It was not an easy decision and they did not implement it without religious advice. They sought two fatwas, one from Karachi’s Binori Town madrasah and the other from the Council of Islamic Ideology. “Both stated that human life is sacrosanct, so one should do everything possible to save it but unfortunately when other lives are at stake it was not unwise to take him off the ventilator,” says Dr Ahmad.
Shoaib Alam at the fatwa-issuing office at the Binori Town madrasah says the fatwas issued by his institution in such cases are based not only on the opinion of local clerics but also involve prominent medical practitioners from local hospitals. “We deal with at least four queries each week. Nobody wants their near and dear ones to die but when the costs become too high then they ask for a solution.” Alam explains that the edict on taking a patient off a support system is neither issued immediately nor automatically. “There is literature available with many books written [on this topic].” All these are consulted as well as medical advice on the patient’s condition. “There are seven stages of a patient’s condition and for each there are options. We do not say that the patient should be removed immediately but give the relatives an open option [for each stage].”
As medical technology advances in Pakistan, decisions about life and death become even more crucial. Saving a life is of utmost importance but Ahmad believes that this should not be seen as a deterrent to educating the family of patients about the implications of their decisions. Still, he believes at times it is best to just defer to the relatives’ decisions, especially given the ambiguous ethical and legal provisions in Pakistan concerning such situations. “After many years of practice I have come to understand that you can never fully comprehend the situation faced by a family before making a rash decision.”
Sustaining life
Frequently used terms relating to end-of-life issues in a hospital set-up
(Source: The Merck Manual Online Medical Library)
Cardiopulmonary resuscitation (CPR): An action taken to revive a person whose heart stops (cardiac arrest), whose breathing stops (respiratory arrest), or whose heart and breathing stop (cardiopulmonary arrest).
Code: The summoning of professionals trained in CPR to revive a person in cardiac, respiratory, or cardiopulmonary arrest.

# # # #

**Exercise instructions:**
Reproduce the passage on end-of-life decisions word for word, starting at "Sustaining life" and ending at "stop (cardiopulmonary arrest).". The listing after this point isn't needed for anything here.

**Provided information:**
# # # #

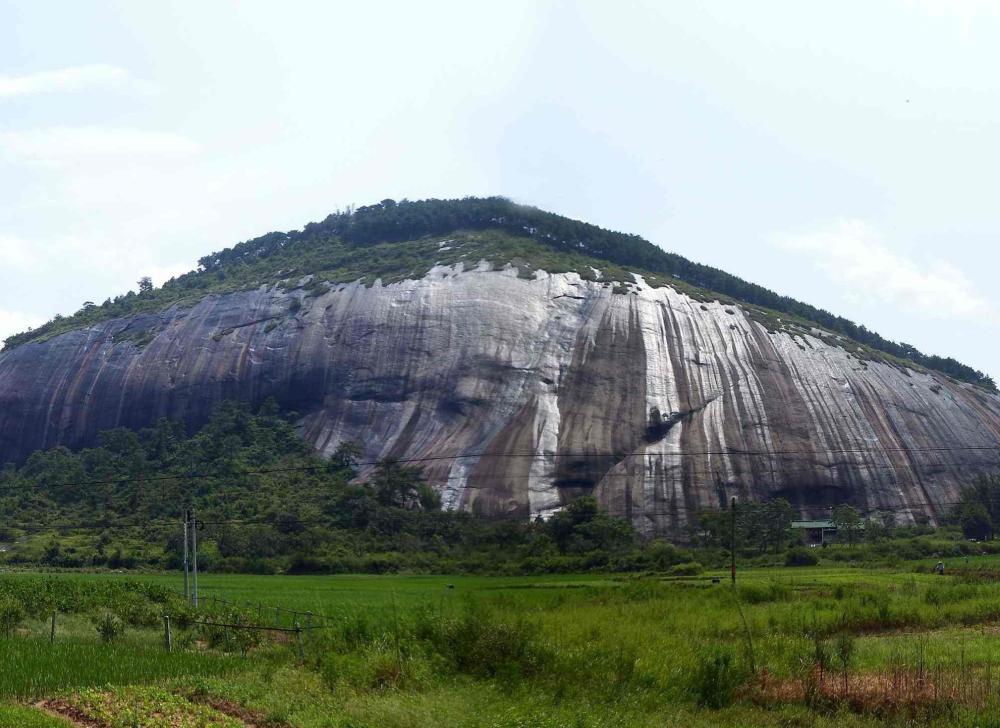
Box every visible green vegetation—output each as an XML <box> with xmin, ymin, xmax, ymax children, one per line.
<box><xmin>0</xmin><ymin>402</ymin><xmax>1000</xmax><ymax>580</ymax></box>
<box><xmin>0</xmin><ymin>564</ymin><xmax>1000</xmax><ymax>728</ymax></box>
<box><xmin>5</xmin><ymin>197</ymin><xmax>995</xmax><ymax>389</ymax></box>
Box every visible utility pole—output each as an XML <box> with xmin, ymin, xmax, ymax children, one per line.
<box><xmin>729</xmin><ymin>497</ymin><xmax>736</xmax><ymax>586</ymax></box>
<box><xmin>191</xmin><ymin>508</ymin><xmax>198</xmax><ymax>609</ymax></box>
<box><xmin>184</xmin><ymin>508</ymin><xmax>191</xmax><ymax>599</ymax></box>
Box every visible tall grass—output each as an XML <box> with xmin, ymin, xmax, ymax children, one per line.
<box><xmin>0</xmin><ymin>638</ymin><xmax>239</xmax><ymax>698</ymax></box>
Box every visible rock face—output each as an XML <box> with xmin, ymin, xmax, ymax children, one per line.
<box><xmin>0</xmin><ymin>264</ymin><xmax>1000</xmax><ymax>534</ymax></box>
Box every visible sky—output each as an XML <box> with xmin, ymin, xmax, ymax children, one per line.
<box><xmin>0</xmin><ymin>0</ymin><xmax>1000</xmax><ymax>377</ymax></box>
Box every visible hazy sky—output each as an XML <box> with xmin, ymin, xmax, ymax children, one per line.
<box><xmin>0</xmin><ymin>0</ymin><xmax>1000</xmax><ymax>376</ymax></box>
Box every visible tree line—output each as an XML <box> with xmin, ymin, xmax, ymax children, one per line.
<box><xmin>199</xmin><ymin>197</ymin><xmax>996</xmax><ymax>390</ymax></box>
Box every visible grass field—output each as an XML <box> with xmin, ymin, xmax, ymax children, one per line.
<box><xmin>0</xmin><ymin>557</ymin><xmax>1000</xmax><ymax>728</ymax></box>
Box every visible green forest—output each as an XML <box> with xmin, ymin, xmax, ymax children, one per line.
<box><xmin>5</xmin><ymin>197</ymin><xmax>996</xmax><ymax>390</ymax></box>
<box><xmin>0</xmin><ymin>402</ymin><xmax>1000</xmax><ymax>575</ymax></box>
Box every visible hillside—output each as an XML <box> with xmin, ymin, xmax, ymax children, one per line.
<box><xmin>5</xmin><ymin>197</ymin><xmax>996</xmax><ymax>390</ymax></box>
<box><xmin>0</xmin><ymin>199</ymin><xmax>1000</xmax><ymax>534</ymax></box>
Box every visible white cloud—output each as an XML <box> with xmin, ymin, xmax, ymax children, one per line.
<box><xmin>0</xmin><ymin>127</ymin><xmax>199</xmax><ymax>164</ymax></box>
<box><xmin>0</xmin><ymin>63</ymin><xmax>148</xmax><ymax>98</ymax></box>
<box><xmin>0</xmin><ymin>308</ymin><xmax>45</xmax><ymax>345</ymax></box>
<box><xmin>775</xmin><ymin>220</ymin><xmax>1000</xmax><ymax>322</ymax></box>
<box><xmin>0</xmin><ymin>234</ymin><xmax>36</xmax><ymax>271</ymax></box>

# # # #

**Task result:**
Sustaining life
Frequently used terms relating to end-of-life issues in a hospital set-up
(Source: The Merck Manual Online Medical Library)
Cardiopulmonary resuscitation (CPR): An action taken to revive a person whose heart stops (cardiac arrest), whose breathing stops (respiratory arrest), or whose heart and breathing stop (cardiopulmonary arrest).